[Region pointing data]
___

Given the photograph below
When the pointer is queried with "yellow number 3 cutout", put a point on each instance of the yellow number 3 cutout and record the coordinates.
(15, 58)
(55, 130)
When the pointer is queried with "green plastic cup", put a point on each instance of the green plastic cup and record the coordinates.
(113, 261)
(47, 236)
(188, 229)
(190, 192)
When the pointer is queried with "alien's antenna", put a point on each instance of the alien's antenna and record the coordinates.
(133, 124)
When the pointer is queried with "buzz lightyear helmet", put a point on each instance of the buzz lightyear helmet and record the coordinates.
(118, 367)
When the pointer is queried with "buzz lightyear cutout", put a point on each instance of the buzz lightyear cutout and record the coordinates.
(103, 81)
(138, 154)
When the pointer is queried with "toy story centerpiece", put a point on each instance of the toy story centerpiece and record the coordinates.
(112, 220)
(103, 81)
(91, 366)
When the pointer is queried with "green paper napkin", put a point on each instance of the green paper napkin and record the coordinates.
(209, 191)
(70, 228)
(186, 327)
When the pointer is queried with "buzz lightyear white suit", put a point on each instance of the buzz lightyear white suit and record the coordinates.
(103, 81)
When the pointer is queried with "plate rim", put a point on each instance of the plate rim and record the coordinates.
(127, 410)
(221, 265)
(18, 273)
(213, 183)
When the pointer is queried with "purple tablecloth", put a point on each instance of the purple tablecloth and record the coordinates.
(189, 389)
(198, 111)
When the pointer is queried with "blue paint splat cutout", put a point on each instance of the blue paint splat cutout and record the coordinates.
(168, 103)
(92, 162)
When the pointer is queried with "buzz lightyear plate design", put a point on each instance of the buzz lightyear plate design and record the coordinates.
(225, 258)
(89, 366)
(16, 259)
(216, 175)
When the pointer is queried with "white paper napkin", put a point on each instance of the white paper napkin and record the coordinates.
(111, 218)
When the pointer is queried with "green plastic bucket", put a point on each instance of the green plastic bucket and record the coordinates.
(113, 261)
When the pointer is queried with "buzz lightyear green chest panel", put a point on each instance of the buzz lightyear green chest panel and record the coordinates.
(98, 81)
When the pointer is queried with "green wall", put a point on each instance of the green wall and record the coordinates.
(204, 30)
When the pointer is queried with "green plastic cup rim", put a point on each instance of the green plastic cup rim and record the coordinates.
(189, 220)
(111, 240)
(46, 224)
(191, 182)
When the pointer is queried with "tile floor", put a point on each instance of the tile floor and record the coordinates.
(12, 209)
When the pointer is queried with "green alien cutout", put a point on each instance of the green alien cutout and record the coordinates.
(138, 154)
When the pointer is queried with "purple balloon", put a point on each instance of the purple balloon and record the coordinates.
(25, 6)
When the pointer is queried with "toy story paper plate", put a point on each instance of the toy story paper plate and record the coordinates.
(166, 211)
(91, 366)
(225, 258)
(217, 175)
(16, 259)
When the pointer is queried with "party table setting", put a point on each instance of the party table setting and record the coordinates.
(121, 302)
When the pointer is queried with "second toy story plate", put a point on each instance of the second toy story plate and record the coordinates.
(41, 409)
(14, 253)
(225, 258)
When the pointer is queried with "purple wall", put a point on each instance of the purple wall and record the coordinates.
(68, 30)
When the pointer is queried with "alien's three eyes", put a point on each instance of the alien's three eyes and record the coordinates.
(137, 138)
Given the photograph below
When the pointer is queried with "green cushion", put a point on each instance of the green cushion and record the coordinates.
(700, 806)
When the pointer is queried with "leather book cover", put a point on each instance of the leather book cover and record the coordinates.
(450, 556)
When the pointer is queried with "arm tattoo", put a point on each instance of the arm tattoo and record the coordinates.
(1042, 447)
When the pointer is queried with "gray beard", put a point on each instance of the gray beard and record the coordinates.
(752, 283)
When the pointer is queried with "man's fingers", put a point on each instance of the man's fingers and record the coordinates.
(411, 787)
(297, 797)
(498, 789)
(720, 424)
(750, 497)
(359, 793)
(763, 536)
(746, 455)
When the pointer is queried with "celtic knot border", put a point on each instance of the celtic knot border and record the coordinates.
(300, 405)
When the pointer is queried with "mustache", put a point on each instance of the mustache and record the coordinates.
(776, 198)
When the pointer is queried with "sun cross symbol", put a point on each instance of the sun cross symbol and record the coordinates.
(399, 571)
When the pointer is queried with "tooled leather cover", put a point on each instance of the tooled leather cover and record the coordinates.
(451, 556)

___

Exercise directions
Write the data out in full, matching every line exactly.

Response for this exercise
Given the photograph below
When the pointer is queried with "yellow number 3 cutout", put a point on each instance of the yellow number 3 cutout and record the coordinates.
(15, 58)
(55, 130)
When the pointer is queried with "green plastic cup", put a point on each instance of the green plastic cup and record the coordinates.
(113, 261)
(47, 236)
(188, 229)
(190, 192)
When the pointer is queried with "alien's antenna", put a point on each instance of the alien's antenna and record the coordinates.
(133, 124)
When the pointer is queried with "buzz lightyear helmet", put a point on each instance of the buzz lightyear helmet and record the coordinates.
(118, 367)
When the pointer is queried with "buzz lightyear cutout", put a point on each instance of the buzz lightyear cutout and record the coordinates.
(103, 81)
(138, 154)
When the pointer is queried with "toy story centerpiece", put a point on each instance of the toy story centerpiece and record the coordinates.
(112, 220)
(103, 81)
(91, 366)
When the pointer is queried with "green paper napkin", put a point on each instance of the green paper napkin and record the coordinates.
(209, 191)
(70, 228)
(186, 327)
When the pointer is queried with "buzz lightyear white suit", put a point on each instance of the buzz lightyear white suit and record the coordinates.
(103, 81)
When the pointer is queried with "plate rim", put a point on each instance of the plate rim and record the coordinates.
(127, 410)
(221, 265)
(18, 273)
(213, 183)
When the pointer is queried with "purple tablecloth", put a point on each instance of the purple tablecloth and record the coordinates.
(189, 389)
(198, 111)
When the pointer is queried with "blue paint splat cutout", put a point on each instance of the blue paint splat cutout and record the coordinates.
(168, 103)
(92, 162)
When the pointer is queried with "buzz lightyear plate design", put a point on each instance of the buzz lightyear plate design and record the coordinates.
(225, 258)
(89, 366)
(16, 259)
(216, 175)
When the pointer is queried with "white paper napkin", put a point on each instance of the white paper napkin and record the coordinates.
(111, 218)
When the pointer is queried with "green plastic bucket", put a point on each instance of the green plastic bucket and record the coordinates.
(113, 261)
When the pointer is queried with "buzz lightyear green chest panel", put a point on each instance of the buzz lightyear green chest panel and record the coordinates.
(98, 81)
When the pointer is queried with "green wall", put a point on each instance of the green wall and record the coordinates.
(204, 30)
When the pointer is queried with "green plastic cup rim", put a point on each instance of the green plastic cup rim and record the coordinates.
(189, 220)
(111, 240)
(46, 224)
(191, 182)
When the pointer is queried with "tile floor", put a point on each instance of the tile floor and record the coordinates.
(12, 209)
When the pointer is queried with "green alien cutout", put a point on each instance of the green alien cutout and record the coordinates.
(138, 154)
When the pointer is queried with "purple balloon", put a point on each instance of the purple balloon and record the coordinates.
(25, 6)
When the pointer is queried with "toy story paper plate", put a point on each instance of the toy story paper plate and record the coordinates.
(166, 211)
(91, 366)
(225, 258)
(217, 175)
(16, 259)
When the pointer is queried with "party table setting", put a point on each instance of the party table setting and record the coordinates.
(121, 302)
When the pointer is queried with "second toy story plate", put a point on each instance of the second toy story plate and record the coordinates.
(41, 409)
(14, 253)
(225, 258)
When the pointer is queried with "purple wall", put a point on each instance of the purple wall and record the coordinates.
(68, 30)
When the pointer is queried with "alien's three eyes", put a point on each instance of the alien's three eyes and record the coordinates.
(137, 138)
Given the photograph below
When the pointer is queried with "green cushion", put a point on each instance of the green cushion and record the coordinates.
(700, 806)
When the pointer is queried with "leather book cover", put a point on each instance of the leather book cover and record the coordinates.
(450, 556)
When the pointer is queried with "arm tattoo", put a point on each instance of the arm tattoo and record the coordinates.
(1042, 447)
When the pointer is queried with "gray beard", put a point on each instance of the gray beard and record the coordinates.
(752, 283)
When the pointer is queried with "man's fingers", put a point on each instance of the man's fingers and record the coordinates.
(411, 787)
(297, 797)
(498, 789)
(720, 424)
(750, 497)
(359, 793)
(763, 536)
(746, 455)
When the pointer is queried with "celtic knot border", put a point on each instance of the celtic knot border and record the coordinates.
(300, 405)
When the pointer is queried with "mustache", put a point on each instance of the mustache and record the coordinates.
(776, 198)
When the pointer is queried with "sun cross symbol", put a point on each instance of the sun cross symbol and record the coordinates.
(399, 571)
When the pointer is queried with "tooled leather cover", put a point on each instance of the tooled leather cover and record the coordinates.
(451, 556)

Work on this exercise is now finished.